What you need to do: Copy out the records below verbatim, from the line that contains "Task: where can the zebra neck" to the line that contains "x=432, y=237", with both of those lines included. Output only those lines.

Working data:

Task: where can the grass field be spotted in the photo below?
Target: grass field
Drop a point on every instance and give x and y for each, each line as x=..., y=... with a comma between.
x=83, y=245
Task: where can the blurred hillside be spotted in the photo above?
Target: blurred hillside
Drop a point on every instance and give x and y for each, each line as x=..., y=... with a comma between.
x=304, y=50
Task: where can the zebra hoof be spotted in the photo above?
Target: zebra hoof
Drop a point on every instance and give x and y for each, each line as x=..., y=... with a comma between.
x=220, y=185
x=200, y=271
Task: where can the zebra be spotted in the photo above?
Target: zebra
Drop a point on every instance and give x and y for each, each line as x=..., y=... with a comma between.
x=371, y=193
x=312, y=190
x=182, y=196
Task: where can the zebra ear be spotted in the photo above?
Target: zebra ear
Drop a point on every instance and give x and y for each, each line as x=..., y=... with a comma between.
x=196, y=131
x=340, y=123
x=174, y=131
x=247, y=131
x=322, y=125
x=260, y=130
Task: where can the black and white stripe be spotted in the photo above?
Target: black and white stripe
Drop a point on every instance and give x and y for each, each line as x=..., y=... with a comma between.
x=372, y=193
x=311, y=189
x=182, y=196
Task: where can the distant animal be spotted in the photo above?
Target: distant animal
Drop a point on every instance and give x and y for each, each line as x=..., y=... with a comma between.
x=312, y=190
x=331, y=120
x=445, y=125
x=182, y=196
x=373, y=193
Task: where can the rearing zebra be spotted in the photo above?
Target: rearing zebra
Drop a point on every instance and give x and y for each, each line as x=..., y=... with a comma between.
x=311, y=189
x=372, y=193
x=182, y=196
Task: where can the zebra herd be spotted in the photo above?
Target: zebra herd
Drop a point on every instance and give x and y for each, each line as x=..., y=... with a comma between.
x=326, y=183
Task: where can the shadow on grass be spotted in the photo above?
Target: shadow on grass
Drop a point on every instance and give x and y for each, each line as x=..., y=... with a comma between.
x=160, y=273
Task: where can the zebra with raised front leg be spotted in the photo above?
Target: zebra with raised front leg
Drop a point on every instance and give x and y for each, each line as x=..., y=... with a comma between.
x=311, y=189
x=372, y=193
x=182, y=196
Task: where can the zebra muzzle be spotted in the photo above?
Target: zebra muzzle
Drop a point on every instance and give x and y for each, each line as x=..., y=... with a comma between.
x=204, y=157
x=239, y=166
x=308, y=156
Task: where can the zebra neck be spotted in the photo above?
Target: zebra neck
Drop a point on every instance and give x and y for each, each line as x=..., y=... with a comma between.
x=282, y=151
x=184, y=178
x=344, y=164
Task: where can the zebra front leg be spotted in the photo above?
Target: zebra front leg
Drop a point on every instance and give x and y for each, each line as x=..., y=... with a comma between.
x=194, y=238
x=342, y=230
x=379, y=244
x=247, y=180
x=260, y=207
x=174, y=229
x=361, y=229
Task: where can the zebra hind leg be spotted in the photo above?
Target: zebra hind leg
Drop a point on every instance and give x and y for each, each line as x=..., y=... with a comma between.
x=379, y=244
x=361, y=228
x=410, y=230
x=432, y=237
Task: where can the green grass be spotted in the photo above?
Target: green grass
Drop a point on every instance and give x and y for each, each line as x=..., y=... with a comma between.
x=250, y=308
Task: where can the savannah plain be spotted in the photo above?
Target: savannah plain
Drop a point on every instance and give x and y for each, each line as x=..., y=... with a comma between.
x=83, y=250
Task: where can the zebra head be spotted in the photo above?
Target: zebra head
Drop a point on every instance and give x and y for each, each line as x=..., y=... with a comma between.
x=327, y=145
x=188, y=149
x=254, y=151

Task output:
Task: where can the zebra neck be spotted in the photo above?
Target: zebra neck
Drop a point on every instance and give x and y for each, each line as x=..., y=... with a comma between.
x=282, y=151
x=184, y=178
x=344, y=164
Task: where can the zebra front leg be spotted in the photo above?
Target: zebra front leg
Drop a point on every instance and give x and y for each, each line as x=..., y=... with a comma between.
x=194, y=238
x=342, y=230
x=379, y=244
x=247, y=180
x=260, y=207
x=174, y=229
x=361, y=229
Task: where can the zebra hind leg be spotted in the photo above?
Target: zebra hind leg
Drop a point on every instance and give x and y for each, each line as x=..., y=... with a comma between.
x=379, y=244
x=361, y=228
x=410, y=230
x=432, y=237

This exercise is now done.